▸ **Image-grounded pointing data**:
◇ ◇ ◇
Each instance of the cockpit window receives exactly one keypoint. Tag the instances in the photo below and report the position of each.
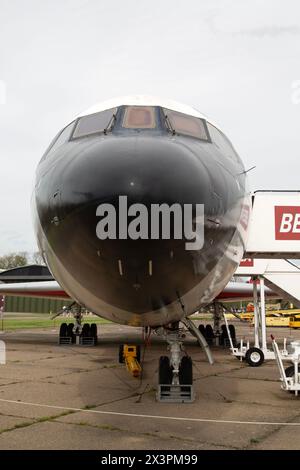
(139, 117)
(94, 123)
(218, 138)
(184, 124)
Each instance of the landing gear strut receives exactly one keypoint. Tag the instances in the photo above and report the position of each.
(77, 333)
(175, 374)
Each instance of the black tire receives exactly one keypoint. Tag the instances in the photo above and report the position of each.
(138, 353)
(70, 332)
(224, 335)
(63, 330)
(254, 357)
(121, 352)
(186, 371)
(86, 330)
(290, 371)
(209, 334)
(202, 330)
(232, 332)
(165, 374)
(94, 330)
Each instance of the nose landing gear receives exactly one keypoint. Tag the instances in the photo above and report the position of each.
(77, 333)
(175, 374)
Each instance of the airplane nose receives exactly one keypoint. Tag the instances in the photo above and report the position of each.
(133, 275)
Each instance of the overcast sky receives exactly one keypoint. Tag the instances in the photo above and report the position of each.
(236, 61)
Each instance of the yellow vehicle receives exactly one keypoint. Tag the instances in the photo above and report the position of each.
(279, 317)
(295, 321)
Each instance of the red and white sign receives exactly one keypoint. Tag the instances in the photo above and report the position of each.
(287, 222)
(246, 263)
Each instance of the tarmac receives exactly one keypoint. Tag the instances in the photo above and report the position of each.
(80, 397)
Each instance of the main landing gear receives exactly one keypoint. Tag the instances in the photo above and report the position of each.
(76, 333)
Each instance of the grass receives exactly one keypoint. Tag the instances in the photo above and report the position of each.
(43, 321)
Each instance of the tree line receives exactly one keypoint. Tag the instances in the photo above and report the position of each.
(22, 258)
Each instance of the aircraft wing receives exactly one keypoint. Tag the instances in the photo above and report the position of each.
(234, 291)
(44, 289)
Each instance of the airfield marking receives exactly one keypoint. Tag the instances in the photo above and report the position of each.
(134, 415)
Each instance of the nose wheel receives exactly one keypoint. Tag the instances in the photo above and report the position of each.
(175, 373)
(77, 333)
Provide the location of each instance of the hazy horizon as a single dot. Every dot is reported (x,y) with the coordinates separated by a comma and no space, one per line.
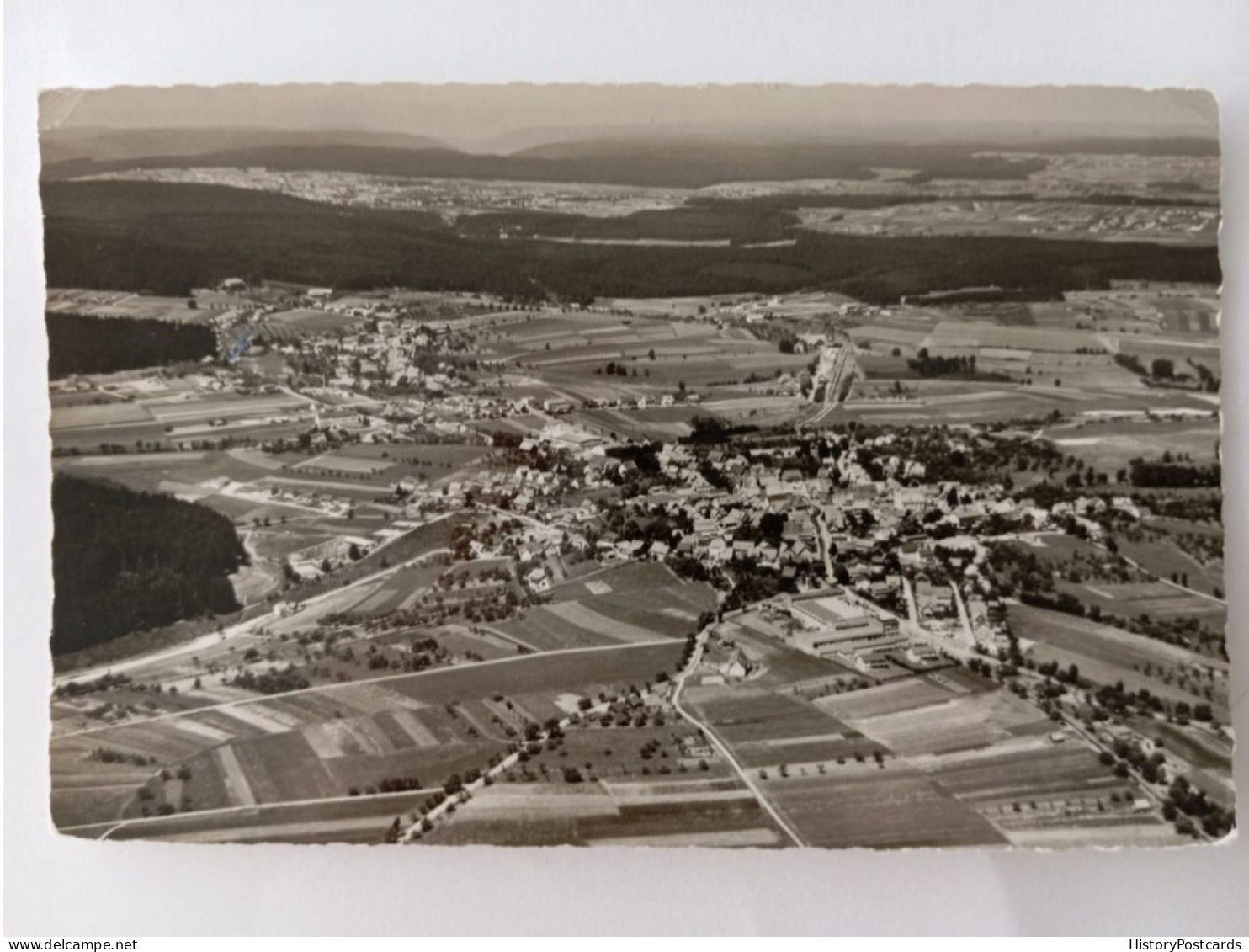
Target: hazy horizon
(513,116)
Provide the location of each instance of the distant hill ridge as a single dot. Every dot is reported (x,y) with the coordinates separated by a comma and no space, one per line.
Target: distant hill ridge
(658,162)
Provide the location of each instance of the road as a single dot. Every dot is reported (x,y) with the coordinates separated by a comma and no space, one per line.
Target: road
◇ ◇ ◇
▸ **WHAT NEEDS TO BE DONE**:
Retype the records above exactly, leaving every picture out of your copy.

▸ **EXERCISE RESPONSE**:
Each instance of the cockpit window receives exactly one keypoint. Tag the instances in the photo below and report the position of each.
(139, 117)
(94, 123)
(218, 138)
(184, 124)
Each instance of the landing gear strut receives exactly one keypoint. Tag the instances in the photo above and report the position of each.
(77, 333)
(175, 374)
Each instance of the black tire receives exactly one keypoint. Tag the instances in the photo above and report the position of each.
(138, 353)
(70, 332)
(224, 335)
(63, 330)
(254, 357)
(121, 352)
(186, 371)
(86, 330)
(290, 371)
(209, 334)
(202, 330)
(232, 332)
(165, 374)
(94, 330)
Each instance of the nose landing gear receives exactly one keypoint. Tag the instances in the photo above and report the position of each.
(77, 333)
(175, 374)
Each instance of the airplane nose receives exactly one keypoint. Tag the instances in the photo above and report the position of each.
(133, 275)
Each instance of the overcast sky receives exactly one keypoint. Tag the instances in the photo above and report the position of each.
(236, 61)
Each instance of the yellow vehicle receives exactly one keypoint. Tag the instances in the photo above and report the position of each.
(279, 317)
(295, 321)
Each instance of the red and white sign receives exactly one keypoint. Tag the instances in the photo above and report the position of each.
(287, 222)
(246, 263)
Each instance of the tarmac receives exactly one keypoint. Tag the instances in the photo above and report the position of each.
(80, 397)
Each instance of the main landing gear receives exactly one keypoint. Tag the instances in the photo above and report the position of each.
(76, 333)
Each instance of the grass receives exactly one keypoint. Tag the instances in the photo above and report the position of each.
(43, 321)
Each instance of the tree line receives exactly one keypoint. Tag the instances in the photo above and report the position of each.
(22, 258)
Each instance of the aircraft wing receives exactly one keypoint. Tag the instances in the photo above and report the position of each.
(234, 291)
(44, 289)
Each instance of the airfield marking receives exactly one keypoint. Tag the instances in the photo above and report the position of each.
(134, 415)
Each instance of the nose wheel receives exactly one keypoint. Tag the instances in the photo above and report the position of each.
(175, 373)
(77, 333)
Provide the location of each instance of the hazy horizon as a single dot. Every dot is reported (x,y) with the coordinates separated by a comma and no space, one per line.
Target: hazy horizon
(513,116)
Provide the location of each instance of the distant hill ridge as a single dot. Every dot is reported (x,y) with the coordinates separated by a comma and no space, one per line.
Target: distant hill ridge
(658,162)
Provide the location of each instance of the road as a single dot. Every dot is reported (x,y) with the coordinates separated by a comma and no space, one per line.
Target: road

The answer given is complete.